## START INPUT MATERIAL

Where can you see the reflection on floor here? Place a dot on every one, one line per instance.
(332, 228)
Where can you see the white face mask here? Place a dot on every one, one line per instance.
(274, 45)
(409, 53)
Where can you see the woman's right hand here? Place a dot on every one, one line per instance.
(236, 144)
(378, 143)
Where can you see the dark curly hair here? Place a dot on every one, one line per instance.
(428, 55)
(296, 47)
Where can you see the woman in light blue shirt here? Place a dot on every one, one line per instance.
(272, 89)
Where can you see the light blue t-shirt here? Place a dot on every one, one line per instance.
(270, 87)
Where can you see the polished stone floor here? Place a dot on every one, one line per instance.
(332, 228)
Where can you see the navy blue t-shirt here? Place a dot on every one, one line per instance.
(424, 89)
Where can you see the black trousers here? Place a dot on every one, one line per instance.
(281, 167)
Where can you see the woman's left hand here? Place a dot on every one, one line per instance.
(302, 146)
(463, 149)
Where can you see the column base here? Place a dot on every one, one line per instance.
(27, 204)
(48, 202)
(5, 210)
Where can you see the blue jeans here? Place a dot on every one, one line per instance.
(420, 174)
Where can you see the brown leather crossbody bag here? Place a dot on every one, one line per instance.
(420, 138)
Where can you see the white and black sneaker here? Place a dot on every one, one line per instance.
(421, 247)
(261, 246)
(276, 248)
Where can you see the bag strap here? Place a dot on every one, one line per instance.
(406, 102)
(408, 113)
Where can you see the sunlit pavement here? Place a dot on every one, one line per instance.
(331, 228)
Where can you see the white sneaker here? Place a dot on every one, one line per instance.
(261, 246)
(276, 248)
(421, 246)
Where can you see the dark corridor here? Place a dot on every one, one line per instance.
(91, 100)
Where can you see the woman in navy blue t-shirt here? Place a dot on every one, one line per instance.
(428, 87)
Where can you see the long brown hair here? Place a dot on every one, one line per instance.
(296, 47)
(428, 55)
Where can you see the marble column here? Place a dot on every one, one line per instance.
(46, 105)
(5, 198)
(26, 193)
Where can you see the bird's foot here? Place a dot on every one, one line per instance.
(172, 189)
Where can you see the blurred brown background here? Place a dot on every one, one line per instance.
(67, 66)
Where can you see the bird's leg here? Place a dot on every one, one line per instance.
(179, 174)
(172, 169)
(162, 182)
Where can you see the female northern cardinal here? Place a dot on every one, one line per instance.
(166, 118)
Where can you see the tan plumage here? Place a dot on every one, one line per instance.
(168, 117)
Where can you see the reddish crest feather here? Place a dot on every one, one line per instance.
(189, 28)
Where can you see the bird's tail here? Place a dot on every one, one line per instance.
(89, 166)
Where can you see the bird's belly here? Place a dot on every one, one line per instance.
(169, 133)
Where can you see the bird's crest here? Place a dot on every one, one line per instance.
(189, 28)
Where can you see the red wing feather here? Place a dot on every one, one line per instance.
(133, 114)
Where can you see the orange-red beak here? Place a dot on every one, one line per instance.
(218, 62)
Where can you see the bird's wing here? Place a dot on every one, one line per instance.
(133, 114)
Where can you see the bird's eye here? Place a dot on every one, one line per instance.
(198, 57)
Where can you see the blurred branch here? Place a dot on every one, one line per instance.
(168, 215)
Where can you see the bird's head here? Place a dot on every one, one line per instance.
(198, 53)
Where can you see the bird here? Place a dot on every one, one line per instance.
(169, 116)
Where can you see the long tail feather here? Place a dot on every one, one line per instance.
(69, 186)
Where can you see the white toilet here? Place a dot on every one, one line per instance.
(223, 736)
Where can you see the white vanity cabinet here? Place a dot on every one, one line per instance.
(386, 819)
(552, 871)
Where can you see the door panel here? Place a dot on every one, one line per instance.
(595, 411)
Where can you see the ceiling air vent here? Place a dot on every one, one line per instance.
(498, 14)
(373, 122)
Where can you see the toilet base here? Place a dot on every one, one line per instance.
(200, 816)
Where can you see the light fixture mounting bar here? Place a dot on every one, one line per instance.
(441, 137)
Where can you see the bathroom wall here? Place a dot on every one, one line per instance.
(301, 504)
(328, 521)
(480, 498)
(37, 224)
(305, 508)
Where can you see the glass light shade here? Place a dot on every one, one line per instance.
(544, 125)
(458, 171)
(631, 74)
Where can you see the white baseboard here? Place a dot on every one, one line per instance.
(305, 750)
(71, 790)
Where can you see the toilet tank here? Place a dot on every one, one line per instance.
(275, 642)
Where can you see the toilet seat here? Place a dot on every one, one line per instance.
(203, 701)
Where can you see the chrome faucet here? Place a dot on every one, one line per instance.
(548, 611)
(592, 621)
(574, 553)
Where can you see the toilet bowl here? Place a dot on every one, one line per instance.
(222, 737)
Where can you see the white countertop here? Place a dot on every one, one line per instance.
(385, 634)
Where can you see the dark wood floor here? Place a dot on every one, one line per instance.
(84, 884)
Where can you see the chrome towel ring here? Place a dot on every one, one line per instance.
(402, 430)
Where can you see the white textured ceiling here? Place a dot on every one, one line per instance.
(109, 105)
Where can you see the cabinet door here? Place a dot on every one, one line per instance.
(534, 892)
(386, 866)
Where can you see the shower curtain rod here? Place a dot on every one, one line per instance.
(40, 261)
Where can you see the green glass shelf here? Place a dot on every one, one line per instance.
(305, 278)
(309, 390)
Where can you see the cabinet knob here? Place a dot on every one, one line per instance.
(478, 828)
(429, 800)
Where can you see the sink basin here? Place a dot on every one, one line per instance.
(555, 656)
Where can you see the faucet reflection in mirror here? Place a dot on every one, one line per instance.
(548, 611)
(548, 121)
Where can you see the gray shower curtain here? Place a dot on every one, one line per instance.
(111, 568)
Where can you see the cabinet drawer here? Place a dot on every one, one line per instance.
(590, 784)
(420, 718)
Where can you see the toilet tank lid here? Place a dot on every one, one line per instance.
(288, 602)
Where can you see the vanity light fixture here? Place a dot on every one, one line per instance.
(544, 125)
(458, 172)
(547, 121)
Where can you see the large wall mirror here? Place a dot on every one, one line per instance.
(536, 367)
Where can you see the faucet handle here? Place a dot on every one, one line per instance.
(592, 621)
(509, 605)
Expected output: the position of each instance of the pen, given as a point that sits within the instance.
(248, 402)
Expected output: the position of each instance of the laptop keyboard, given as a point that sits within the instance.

## END INPUT MATERIAL

INSTRUCTIONS FOR THE TASK - Lay out the rows above as a Markdown table with the columns Number and Line, numbering each line and omitting blank lines. Begin at the line that has "Where can you see the dark wood" and stop after the last line of the rows.

SOLUTION TO THIS PROBLEM -
| Number | Line |
|---|---|
| 1 | Where can you see the dark wood floor here? Place a dot on every one, one line per instance. |
| 2 | (84, 884) |
| 3 | Where can you see the chrome towel ring here? Place a dot on every one, one line per instance. |
| 4 | (402, 430) |
| 5 | Where can you see the white textured ceiling here? Place a dot on every one, one line per instance. |
| 6 | (109, 105) |
| 7 | Where can you see the cabinet door here? Place a dot on every one, one line per instance. |
| 8 | (534, 892) |
| 9 | (386, 866) |
| 10 | Where can you see the shower curtain rod here? Place a dot on every one, one line per instance. |
| 11 | (40, 261) |
| 12 | Where can you see the green glass shelf here? Place a dot on every one, one line per instance. |
| 13 | (305, 278) |
| 14 | (309, 390) |
| 15 | Where can you see the cabinet knob here? Place a dot on every one, one line per instance. |
| 16 | (478, 828) |
| 17 | (429, 800) |
| 18 | Where can you see the sink basin here? Place a dot on every one, one line per instance. |
| 19 | (555, 656) |
| 20 | Where can you see the faucet reflection in mirror here? Place a dot on every one, one line per instance. |
| 21 | (548, 611) |
| 22 | (548, 121) |
| 23 | Where can you see the gray shower curtain here? Place a dot on every one, one line per instance. |
| 24 | (111, 568) |
| 25 | Where can you see the cabinet drawer here? Place a dot on every one, one line per instance. |
| 26 | (590, 784) |
| 27 | (420, 718) |
| 28 | Where can you see the toilet tank lid here? Place a dot on every one, one line per instance. |
| 29 | (288, 602) |
| 30 | Where can you see the vanity light fixture here? Place a dot on every one, one line per instance. |
| 31 | (544, 125) |
| 32 | (458, 172) |
| 33 | (547, 121) |
| 34 | Where can you see the large wall mirror here? Place a dot on every one, one line per instance. |
| 35 | (536, 367) |
| 36 | Where can you see the faucet handle here? Place a dot on every one, one line per instance. |
| 37 | (592, 621) |
| 38 | (509, 605) |
| 39 | Expected output: the position of each instance of the pen, given as a point that sits within the instance. |
| 40 | (248, 402) |
| 41 | Expected output: the position of each instance of the laptop keyboard, given as a point that sits within the instance. |